* Trecho:
╔══
Por Murilo Résio de Castro
A industrialização no Brasil foi construída por meio de políticas industriais baseadas na substituição de produtos importados. Como atrativos ofereceu um mercado consumidor interno de porte continental, incentivos fiscais e protecionismo.
O modelo de políticas industriais fora moldado nas décadas de 50 a 70. Nos anos entre 1971-73, o Produto Interno Bruto (PIB) teve taxas de crescimento de 11,4%, 11,9% e 13,9%, respectivamente.
Esse “milagre econômico” foi decorrente de um ajuste na política econômica que, avaliando a consolidação do parque industrial brasileiro, entendeu que ele estava maduro o suficiente para iniciar nova estratégia de diversificar a pauta de exportações com ênfase nos produtos de maior valor agregado.
Então o Brasil começa a exportação de manufaturados, serviços e capitais para a América Latina, África e Oriente Médio, mantendo as exportações de café, soja, milho e minério de ferro para Estados Unidos, Europa e Japão. Segundo dados do Governo brasileiro, sua participação no comércio mundial passa de 0,88%, em 1967-68, para 1,2% em 1972-73.
Um arcabouço de medidas é implementado para sustentar seu regime de export-led growth (ELG – modelo em que as exportações impulsionam o crescimento econômico) tais como: ajustes frequentes na taxa de câmbio para refletir descompassos entre a inflação interna e a externa; programas de incentivos fiscais federais; programas de financiamento à produção para exportação; e captação de investimento externo.
╚══
* Instruções:
• a. No texto sobre a industrialização no Brasil, quais foram as taxas de crescimento do PIB nos anos de 1971 a 1973?
• b. Repita sem mudanças o trecho do texto sobre a industrialização no Brasil que começa nas palavras que contêm "Por Murilo Résio" e termina em "e 13,9%, respectivamente.".
• c. Passe para o inglês esta frase do texto sobre a industrialização no Brasil: "O modelo de políticas industriais fora moldado nas décadas de 50 a 70."

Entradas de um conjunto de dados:
╔══
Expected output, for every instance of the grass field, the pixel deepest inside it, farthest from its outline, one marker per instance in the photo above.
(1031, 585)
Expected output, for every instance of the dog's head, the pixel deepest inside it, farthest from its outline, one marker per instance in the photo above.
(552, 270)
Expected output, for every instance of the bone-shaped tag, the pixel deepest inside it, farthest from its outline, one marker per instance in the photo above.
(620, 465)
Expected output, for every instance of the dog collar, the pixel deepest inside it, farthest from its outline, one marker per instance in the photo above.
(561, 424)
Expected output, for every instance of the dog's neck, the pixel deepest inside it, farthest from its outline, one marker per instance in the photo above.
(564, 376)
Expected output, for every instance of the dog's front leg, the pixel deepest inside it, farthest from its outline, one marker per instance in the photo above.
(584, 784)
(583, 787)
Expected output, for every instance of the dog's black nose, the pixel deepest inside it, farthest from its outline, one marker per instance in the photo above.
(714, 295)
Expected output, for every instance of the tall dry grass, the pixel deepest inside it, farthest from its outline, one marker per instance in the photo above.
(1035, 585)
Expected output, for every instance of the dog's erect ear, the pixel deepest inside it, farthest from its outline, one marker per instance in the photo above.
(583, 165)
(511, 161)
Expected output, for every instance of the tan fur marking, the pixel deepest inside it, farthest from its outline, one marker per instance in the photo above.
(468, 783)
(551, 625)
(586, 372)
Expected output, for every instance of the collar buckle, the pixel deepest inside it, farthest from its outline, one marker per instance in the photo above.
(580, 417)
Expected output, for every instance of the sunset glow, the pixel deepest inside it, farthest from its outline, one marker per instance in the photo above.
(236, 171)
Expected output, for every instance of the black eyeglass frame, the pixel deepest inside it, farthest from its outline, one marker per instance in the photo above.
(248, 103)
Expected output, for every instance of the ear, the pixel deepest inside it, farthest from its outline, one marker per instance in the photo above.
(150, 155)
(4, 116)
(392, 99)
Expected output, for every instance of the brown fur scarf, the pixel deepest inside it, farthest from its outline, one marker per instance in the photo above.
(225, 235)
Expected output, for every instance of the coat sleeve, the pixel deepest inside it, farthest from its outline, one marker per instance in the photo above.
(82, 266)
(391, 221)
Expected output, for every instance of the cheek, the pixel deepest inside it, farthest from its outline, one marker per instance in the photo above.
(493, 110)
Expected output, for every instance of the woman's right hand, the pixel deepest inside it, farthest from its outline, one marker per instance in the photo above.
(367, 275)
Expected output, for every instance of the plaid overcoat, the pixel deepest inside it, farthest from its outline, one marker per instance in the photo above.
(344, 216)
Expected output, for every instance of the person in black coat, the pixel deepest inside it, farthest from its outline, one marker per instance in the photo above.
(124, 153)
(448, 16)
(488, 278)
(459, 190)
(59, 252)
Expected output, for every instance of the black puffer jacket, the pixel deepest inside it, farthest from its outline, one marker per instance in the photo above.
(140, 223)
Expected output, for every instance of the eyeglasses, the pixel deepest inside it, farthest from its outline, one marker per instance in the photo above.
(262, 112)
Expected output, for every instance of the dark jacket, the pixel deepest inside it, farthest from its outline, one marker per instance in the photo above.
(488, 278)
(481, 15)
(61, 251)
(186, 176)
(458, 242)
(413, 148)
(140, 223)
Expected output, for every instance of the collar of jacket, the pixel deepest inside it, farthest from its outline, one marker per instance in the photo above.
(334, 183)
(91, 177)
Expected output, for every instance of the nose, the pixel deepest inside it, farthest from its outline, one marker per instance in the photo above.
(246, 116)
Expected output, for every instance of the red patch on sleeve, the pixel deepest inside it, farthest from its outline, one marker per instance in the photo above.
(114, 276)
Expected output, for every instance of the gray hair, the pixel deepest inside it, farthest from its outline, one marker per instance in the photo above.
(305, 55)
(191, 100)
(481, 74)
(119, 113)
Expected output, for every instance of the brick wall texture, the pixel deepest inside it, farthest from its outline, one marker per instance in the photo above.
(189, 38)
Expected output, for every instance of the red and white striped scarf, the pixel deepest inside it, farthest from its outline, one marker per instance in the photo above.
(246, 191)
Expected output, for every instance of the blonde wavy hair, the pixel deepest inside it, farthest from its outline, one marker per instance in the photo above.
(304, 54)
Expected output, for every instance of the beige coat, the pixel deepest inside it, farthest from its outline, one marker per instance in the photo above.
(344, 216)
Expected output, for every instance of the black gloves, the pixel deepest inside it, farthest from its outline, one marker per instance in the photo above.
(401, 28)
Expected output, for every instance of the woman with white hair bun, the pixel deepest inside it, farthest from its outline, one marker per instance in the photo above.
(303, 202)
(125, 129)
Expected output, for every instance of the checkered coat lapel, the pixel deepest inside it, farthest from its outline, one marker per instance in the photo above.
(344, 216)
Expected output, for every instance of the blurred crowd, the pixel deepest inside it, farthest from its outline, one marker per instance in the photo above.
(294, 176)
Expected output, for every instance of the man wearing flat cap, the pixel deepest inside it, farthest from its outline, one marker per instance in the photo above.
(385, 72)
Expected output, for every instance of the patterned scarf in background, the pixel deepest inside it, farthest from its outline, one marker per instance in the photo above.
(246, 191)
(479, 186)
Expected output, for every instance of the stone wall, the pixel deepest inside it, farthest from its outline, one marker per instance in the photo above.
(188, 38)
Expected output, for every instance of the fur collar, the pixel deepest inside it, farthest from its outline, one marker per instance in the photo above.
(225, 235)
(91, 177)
╚══
* Respostas por tarefa:
• a. Foram de 11,4%, 11,9% e 13,9%, respectivamente.

• b.
Por Murilo Résio de Castro
A industrialização no Brasil foi construída por meio de políticas industriais baseadas na substituição de produtos importados. Como atrativos ofereceu um mercado consumidor interno de porte continental, incentivos fiscais e protecionismo.
O modelo de políticas industriais fora moldado nas décadas de 50 a 70. Nos anos entre 1971-73, o Produto Interno Bruto (PIB) teve taxas de crescimento de 11,4%, 11,9% e 13,9%, respectivamente.

• c. The industrial policy model had been shaped in the 1950s through the 1970s.